DIRECTIONS — Type out the data exactly as given. Skip any image.

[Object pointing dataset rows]

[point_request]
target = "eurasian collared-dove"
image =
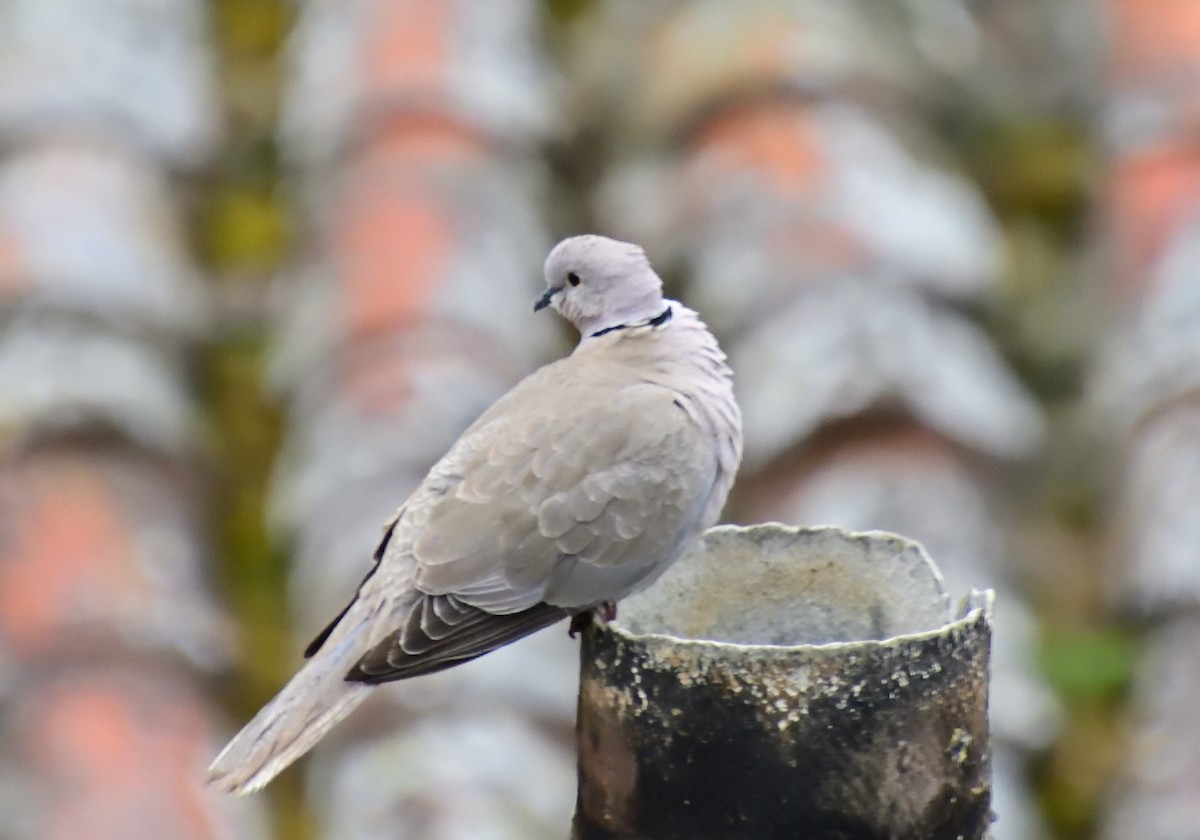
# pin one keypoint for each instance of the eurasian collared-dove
(576, 489)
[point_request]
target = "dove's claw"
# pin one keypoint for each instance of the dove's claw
(580, 622)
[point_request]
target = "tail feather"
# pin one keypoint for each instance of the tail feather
(309, 706)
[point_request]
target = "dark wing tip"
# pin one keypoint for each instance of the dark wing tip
(463, 633)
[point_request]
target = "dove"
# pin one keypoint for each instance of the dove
(576, 489)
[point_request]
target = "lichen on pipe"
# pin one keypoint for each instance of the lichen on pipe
(789, 683)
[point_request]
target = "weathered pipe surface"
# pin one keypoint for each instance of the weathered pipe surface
(787, 683)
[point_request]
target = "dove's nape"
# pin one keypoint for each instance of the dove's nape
(576, 489)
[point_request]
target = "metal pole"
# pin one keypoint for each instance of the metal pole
(789, 683)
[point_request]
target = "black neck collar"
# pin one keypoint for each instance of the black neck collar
(657, 321)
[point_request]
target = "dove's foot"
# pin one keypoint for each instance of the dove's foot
(582, 621)
(607, 610)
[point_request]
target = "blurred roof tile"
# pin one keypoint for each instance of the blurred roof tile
(853, 345)
(101, 553)
(475, 63)
(119, 755)
(94, 232)
(63, 376)
(133, 71)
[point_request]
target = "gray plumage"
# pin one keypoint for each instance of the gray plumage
(577, 487)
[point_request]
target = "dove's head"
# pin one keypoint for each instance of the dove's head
(597, 282)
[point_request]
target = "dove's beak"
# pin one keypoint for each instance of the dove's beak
(544, 301)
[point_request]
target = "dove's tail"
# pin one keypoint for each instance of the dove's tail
(307, 707)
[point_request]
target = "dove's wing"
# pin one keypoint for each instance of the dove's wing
(574, 490)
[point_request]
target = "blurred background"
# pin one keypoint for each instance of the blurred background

FULL OUTPUT —
[point_request]
target = "eurasian collared-dove"
image =
# pin one keypoint for each instance of the eurasian collared-dove
(576, 489)
[point_request]
target = "dove's claw"
# pin one keypoint for each instance of the dove's claw
(580, 622)
[point_request]
target = "tail feather"
# pin one keypoint for each instance of the tail feather
(309, 706)
[point_request]
target = "dark wing tip"
# pin one keypoint for each instance of the dark wing tip
(463, 633)
[point_request]
target = "dove"
# pin one keypoint for each instance of the dove
(576, 489)
[point_request]
target = "lichen on pipe"
# pin one keypoint for each instance of the lichen on pipe
(789, 683)
[point_request]
target = "weathered pipe surface"
# pin one keypoint for each instance of the weathered pipe surface
(787, 683)
[point_request]
target = "dove's nape"
# pin one keypoint for each instance of the dove's nape
(576, 489)
[point_request]
target = "metal pole"
# pin one keypoint for each instance of the metal pole
(789, 683)
[point_request]
target = "black neck collar"
# pin one keypoint for each instance of the black neck collar
(657, 321)
[point_request]
target = "dove's foot"
# pin one keypoint for each instance of the dove's foot
(582, 621)
(607, 610)
[point_request]
target = "blurred roof tile"
# pin one keypoint for each instance of the blurred roof tile
(853, 345)
(101, 553)
(475, 63)
(119, 755)
(94, 232)
(63, 376)
(133, 71)
[point_request]
target = "gray plumage"
# pin one keypoint for each instance of the gray plumage
(577, 487)
[point_request]
target = "dove's head"
# pin one keypoint for each instance of the dove's head
(597, 282)
[point_request]
target = "dove's beak"
# pin one keypoint for each instance of the dove's beak
(544, 301)
[point_request]
target = "dove's tail"
# pin one keypoint for each instance of the dove's tail
(307, 707)
[point_request]
target = "dove's wing"
# pin one keypoint for each instance of the dove's wing
(574, 490)
[point_request]
target = "blurred background"
# pin one keypoint for each instance of the blurred background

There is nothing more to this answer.